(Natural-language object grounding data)

◆ ◆ ◆

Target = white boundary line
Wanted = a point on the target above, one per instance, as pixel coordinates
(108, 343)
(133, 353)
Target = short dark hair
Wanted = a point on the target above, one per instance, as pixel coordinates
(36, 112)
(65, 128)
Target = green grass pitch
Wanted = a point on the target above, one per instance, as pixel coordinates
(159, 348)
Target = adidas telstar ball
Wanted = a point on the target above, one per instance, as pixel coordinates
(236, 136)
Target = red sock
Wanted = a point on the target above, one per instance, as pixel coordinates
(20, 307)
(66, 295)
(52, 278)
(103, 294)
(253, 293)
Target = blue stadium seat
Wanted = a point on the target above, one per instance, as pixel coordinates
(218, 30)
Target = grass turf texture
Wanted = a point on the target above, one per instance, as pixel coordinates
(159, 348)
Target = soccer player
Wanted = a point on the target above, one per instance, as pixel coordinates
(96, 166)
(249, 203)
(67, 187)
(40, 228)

◆ ◆ ◆

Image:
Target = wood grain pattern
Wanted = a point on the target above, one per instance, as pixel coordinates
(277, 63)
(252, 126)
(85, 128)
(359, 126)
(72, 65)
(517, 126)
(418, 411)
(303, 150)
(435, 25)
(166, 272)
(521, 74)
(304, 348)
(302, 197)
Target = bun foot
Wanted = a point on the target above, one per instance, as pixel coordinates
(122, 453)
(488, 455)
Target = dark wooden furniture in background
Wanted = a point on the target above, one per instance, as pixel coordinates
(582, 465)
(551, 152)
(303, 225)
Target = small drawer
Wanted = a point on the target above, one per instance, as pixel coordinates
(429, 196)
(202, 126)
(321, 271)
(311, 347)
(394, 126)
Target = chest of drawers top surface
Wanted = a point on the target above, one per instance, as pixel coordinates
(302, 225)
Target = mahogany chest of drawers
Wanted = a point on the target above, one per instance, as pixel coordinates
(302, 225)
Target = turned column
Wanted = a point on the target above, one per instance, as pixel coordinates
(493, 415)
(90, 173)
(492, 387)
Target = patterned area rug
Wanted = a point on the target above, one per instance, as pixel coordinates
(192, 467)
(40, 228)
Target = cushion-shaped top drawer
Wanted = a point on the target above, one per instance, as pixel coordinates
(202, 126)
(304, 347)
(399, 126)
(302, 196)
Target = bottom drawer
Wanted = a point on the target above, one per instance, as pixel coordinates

◆ ◆ ◆

» **THE TASK**
Every line from the line containing "Target = white boundary line" through the line containing "Target = adidas telstar ball" in the records above must be retyped exactly. Leave out the rest.

» **SOLUTION FOR THIS EXERCISE**
Target = white boundary line
Wanted = a point on the target above, one per instance, as pixel coordinates
(108, 343)
(133, 353)
Target = short dark hair
Wanted = a point on the target above, one per instance, as pixel coordinates
(36, 112)
(65, 128)
Target = green grass pitch
Wanted = a point on the target above, one per instance, as pixel coordinates
(159, 348)
Target = adidas telstar ball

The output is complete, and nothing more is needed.